━━━━━ RECORDS

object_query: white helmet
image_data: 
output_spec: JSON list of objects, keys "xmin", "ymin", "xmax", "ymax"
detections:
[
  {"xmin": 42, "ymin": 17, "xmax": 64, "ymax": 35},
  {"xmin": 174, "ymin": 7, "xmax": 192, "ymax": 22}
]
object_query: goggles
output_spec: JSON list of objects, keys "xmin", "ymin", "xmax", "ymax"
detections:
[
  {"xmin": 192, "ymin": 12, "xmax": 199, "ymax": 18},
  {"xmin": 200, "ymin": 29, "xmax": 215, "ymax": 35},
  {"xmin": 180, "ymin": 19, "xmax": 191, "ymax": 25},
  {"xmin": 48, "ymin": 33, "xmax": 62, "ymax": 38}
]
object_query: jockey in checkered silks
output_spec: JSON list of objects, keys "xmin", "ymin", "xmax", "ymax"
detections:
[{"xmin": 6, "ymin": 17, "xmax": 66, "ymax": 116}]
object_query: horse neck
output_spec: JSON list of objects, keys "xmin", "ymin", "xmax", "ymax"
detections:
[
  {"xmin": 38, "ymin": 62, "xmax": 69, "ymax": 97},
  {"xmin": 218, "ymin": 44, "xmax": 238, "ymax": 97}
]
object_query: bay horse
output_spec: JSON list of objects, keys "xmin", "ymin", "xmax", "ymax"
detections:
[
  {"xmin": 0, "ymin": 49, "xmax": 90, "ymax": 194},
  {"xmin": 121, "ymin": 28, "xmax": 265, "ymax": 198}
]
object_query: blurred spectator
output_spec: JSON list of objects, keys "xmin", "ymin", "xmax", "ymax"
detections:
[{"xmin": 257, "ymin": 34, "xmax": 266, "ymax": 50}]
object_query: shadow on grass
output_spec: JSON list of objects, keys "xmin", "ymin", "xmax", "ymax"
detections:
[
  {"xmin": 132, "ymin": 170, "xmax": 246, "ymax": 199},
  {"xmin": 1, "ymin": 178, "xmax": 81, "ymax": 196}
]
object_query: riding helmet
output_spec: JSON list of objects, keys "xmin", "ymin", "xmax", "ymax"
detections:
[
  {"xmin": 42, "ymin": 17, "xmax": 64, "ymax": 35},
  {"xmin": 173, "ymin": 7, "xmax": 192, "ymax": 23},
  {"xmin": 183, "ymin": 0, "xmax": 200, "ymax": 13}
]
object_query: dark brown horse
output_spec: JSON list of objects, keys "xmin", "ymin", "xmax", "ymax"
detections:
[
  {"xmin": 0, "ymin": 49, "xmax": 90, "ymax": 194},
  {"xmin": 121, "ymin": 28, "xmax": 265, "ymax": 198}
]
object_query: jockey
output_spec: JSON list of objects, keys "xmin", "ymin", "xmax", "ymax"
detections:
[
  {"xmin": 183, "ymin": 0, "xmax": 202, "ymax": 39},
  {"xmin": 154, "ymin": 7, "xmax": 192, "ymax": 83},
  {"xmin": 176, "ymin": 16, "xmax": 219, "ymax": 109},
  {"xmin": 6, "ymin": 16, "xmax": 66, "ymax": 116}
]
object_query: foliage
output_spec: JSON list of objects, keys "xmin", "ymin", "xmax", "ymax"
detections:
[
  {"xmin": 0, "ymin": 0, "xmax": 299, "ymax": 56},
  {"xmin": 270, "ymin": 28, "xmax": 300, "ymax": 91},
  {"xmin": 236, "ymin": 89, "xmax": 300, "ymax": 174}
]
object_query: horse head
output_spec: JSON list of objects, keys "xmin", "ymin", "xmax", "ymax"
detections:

━━━━━━━━━━

TASK GOAL: Could you copy every line from the records that has "helmet" in it?

EXERCISE SOLUTION:
object_query: white helmet
object_query: riding helmet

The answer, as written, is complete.